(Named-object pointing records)
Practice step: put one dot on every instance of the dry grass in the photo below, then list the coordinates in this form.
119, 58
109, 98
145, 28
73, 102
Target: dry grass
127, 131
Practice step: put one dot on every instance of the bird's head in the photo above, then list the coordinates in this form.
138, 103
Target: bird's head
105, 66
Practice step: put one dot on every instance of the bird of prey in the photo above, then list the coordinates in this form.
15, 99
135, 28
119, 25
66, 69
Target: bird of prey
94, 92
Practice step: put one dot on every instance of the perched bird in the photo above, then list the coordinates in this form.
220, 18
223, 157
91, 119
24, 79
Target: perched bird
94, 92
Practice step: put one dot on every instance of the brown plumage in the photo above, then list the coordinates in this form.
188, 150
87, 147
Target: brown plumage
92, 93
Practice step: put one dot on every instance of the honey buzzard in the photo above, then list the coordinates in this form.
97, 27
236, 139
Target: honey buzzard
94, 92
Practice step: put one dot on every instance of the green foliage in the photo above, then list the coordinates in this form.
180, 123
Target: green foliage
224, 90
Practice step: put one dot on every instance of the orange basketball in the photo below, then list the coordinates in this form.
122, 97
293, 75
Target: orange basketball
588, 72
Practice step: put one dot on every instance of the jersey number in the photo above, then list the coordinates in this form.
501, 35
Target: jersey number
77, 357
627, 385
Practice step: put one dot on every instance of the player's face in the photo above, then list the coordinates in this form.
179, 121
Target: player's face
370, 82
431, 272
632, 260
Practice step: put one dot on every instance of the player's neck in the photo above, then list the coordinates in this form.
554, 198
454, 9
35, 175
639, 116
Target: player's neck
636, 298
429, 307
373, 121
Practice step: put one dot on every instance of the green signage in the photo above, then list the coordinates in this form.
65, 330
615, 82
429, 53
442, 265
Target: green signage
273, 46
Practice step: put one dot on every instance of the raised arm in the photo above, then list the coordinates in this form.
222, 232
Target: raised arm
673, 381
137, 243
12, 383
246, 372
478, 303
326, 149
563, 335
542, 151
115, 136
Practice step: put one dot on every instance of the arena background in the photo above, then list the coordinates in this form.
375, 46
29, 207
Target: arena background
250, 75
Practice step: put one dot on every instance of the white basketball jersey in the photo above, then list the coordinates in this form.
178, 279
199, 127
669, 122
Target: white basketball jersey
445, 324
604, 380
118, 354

§ **Given problem**
All records above must be set down exactly, please.

§ **Finished exercise**
Practice step: put one dot on every instance of the dry grass in the photo below, then list the coordinates in this form.
119, 58
109, 98
145, 28
73, 102
Target: dry grass
127, 131
Practice step: put one dot on every instance of the bird's head in the photo above, then list the coordinates in this form.
138, 103
Target: bird's head
105, 66
Practice step: put one dot on every instance of the bird of prey in the photo above, then list the coordinates in this form.
15, 99
135, 28
119, 25
66, 69
Target: bird of prey
94, 92
Practice step: put one dot on every instance of the perched bird in the photo above, then list the coordinates in this form.
220, 18
223, 157
91, 119
24, 79
Target: perched bird
94, 92
Practice step: put one dot on every instance of the brown plumage in the photo above, then list the coordinates in this form.
188, 150
87, 147
Target: brown plumage
92, 93
Practice step: put one dot on every instance of the honey buzzard in the photo above, then list the coordinates in this form.
97, 27
236, 139
Target: honey buzzard
94, 92
Practice step: put one dot on every instance of the green foliage in the photo above, then list the coordinates in this form.
180, 123
Target: green foliage
224, 90
Practice step: put one dot on every instance of the orange basketball in the photo below, then list the coordinates in this form.
122, 97
293, 75
Target: orange basketball
588, 72
Practice step: put one dot on every instance of the jersey number in the photo above, then list the coordinates in this form.
501, 35
Target: jersey number
77, 357
627, 385
Practice step: put one dot on every instance of the player's face in the photo above, then list the coordinates in this form.
179, 121
Target: player's face
370, 82
431, 272
632, 260
Practice step: put one dot on every instance of the player's neck in the photo above, then list the coordinates in this form.
554, 198
454, 9
35, 175
639, 116
Target: player's neck
636, 298
429, 307
373, 121
Practice step: put one dot on every instance of the green signage in the photo above, then list the coordinates in this form.
65, 330
615, 82
429, 53
442, 265
Target: green signage
273, 46
Practice step: put one dot on every instance of the raised arm in the photo above, then list the coordinates in this form.
222, 232
Target: raised arm
673, 381
137, 243
12, 383
246, 372
478, 303
326, 149
563, 335
542, 151
115, 136
Practice step: put one dot on every instance of the arena background in the photo above, then list the coordinates in this form.
375, 46
29, 207
Target: arena background
250, 75
Practice step: put one dot on every instance of the white basketball jersey in the photo above, then list the coordinates in this form.
178, 279
199, 127
669, 122
Target: white basketball jersey
445, 324
604, 380
118, 354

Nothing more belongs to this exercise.